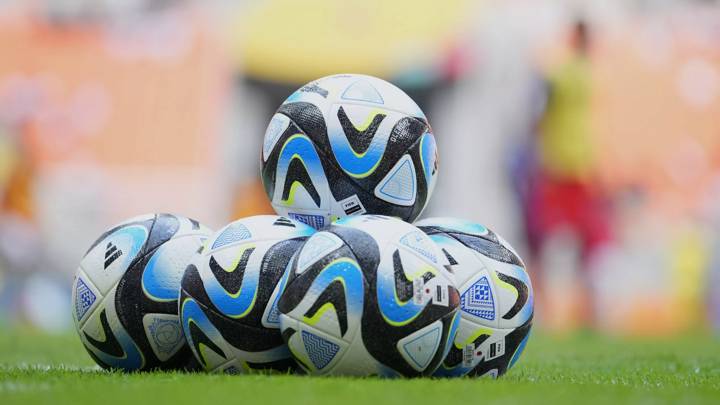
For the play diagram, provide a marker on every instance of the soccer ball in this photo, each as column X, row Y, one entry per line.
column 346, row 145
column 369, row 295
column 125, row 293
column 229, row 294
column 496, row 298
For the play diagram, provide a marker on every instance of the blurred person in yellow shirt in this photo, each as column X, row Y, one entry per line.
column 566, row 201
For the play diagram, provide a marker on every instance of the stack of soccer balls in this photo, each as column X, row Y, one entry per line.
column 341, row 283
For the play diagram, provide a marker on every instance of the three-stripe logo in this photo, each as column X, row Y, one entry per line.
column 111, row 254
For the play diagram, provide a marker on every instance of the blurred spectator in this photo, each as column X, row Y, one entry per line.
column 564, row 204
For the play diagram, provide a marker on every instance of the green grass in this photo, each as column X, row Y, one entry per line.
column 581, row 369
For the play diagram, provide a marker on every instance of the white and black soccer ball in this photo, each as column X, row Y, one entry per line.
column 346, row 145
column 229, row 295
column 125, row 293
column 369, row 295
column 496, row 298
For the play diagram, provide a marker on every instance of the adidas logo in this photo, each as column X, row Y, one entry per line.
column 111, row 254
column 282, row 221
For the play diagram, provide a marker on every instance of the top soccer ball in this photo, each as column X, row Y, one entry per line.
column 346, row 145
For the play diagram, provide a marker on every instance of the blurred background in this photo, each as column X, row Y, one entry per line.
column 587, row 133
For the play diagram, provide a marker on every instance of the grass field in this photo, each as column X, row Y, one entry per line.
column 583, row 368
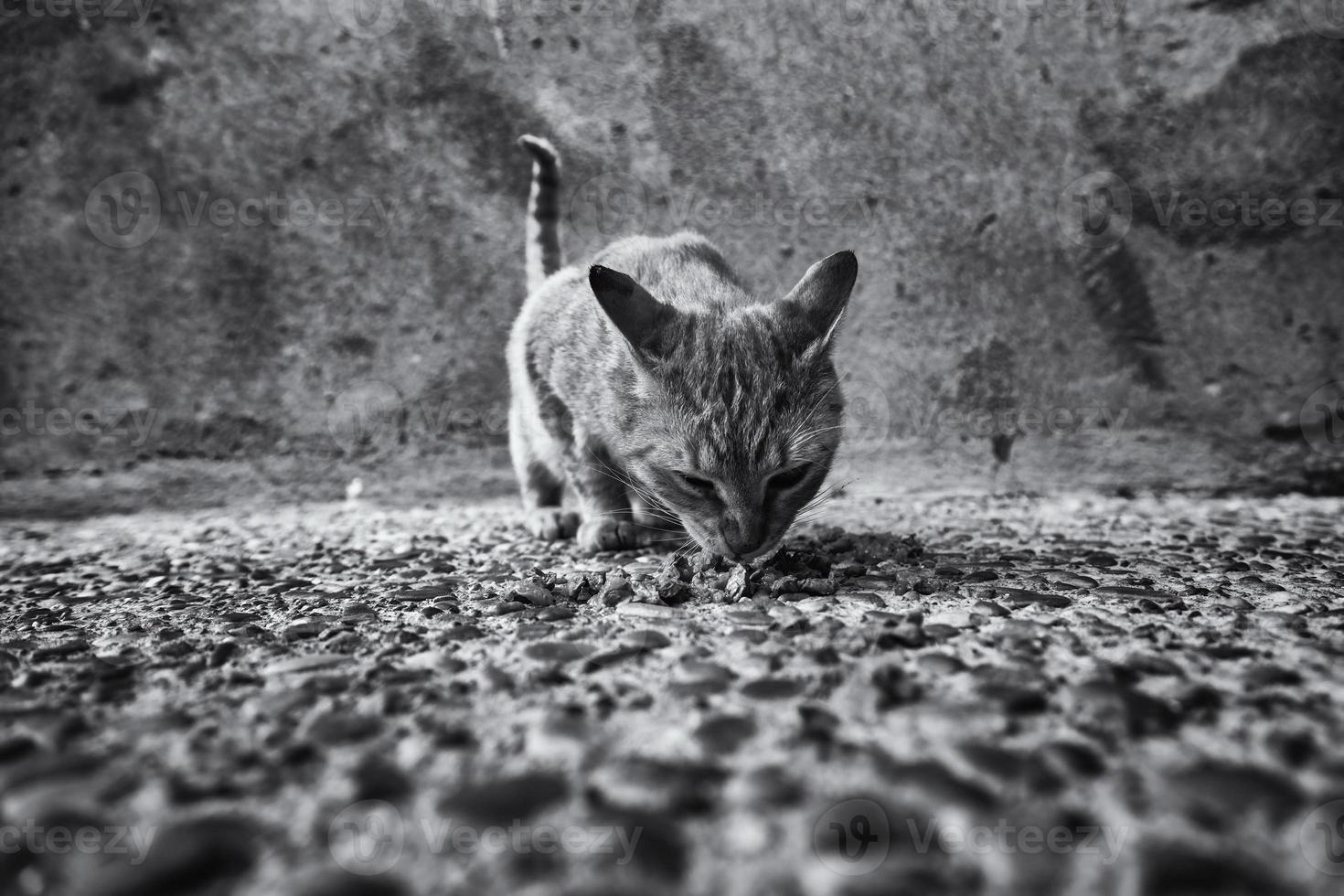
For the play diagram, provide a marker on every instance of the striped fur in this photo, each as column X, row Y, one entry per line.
__________
# Goal
Arrange all the items above as a numbered list, one line per number, and skip any blank lines. Leave the pictures out.

# Correct result
1. For the play diagram, provide a marker on every instance of the soccer ball in this photo, each as column X, row Y, one entry per line.
2. column 346, row 145
3. column 369, row 295
4. column 125, row 293
5. column 229, row 294
6. column 496, row 298
7. For the play diagram, provide a marker on every instance of the blurred person in yellow shirt in this photo, each as column X, row Y, one entry per line.
8. column 566, row 201
9. For the play diagram, provide a marker on every instance of the stack of soccer balls in this photo, each as column X, row Y, one entry per line.
10. column 341, row 283
11. For the play diagram, provide a marker on every instance of the three-stripe logo in this photo, each as column X, row Y, one entry per line.
12. column 111, row 254
13. For the play diagram, provide a marker on every instance of the blurred spectator in this photo, each as column X, row Y, one entry per line.
14. column 564, row 204
15. For the play diagram, provide a marker on every instance of the green grass in this photo, each as column X, row Y, one entry per line.
16. column 581, row 369
17. For the play diagram, provide a marker on every instance of the white and black soccer ball in this photo, each as column X, row Y, one entry per line.
18. column 346, row 145
19. column 229, row 295
20. column 125, row 293
21. column 369, row 295
22. column 496, row 298
23. For the play diagram, provide a marker on every instance of the adidas logo in this photo, each as column X, row Y, one entry per line.
24. column 111, row 254
25. column 282, row 221
26. For the play diagram, provide a marker on every instance of the top soccer ball in this photo, each as column X, row Y, one entry per line.
27. column 346, row 145
28. For the play diagram, provide a marker on every instance of the blurred background in this photo, each as column X, row Y, one entry per line.
29. column 587, row 133
30. For the play diagram, provide a marker on every instance of the grass field in this photo, each as column X, row Y, one entry per line.
31. column 583, row 368
32. For the play diagram, provide a marker on every instance of the striped fur in this photo, each as column X, row Y, one entry per line.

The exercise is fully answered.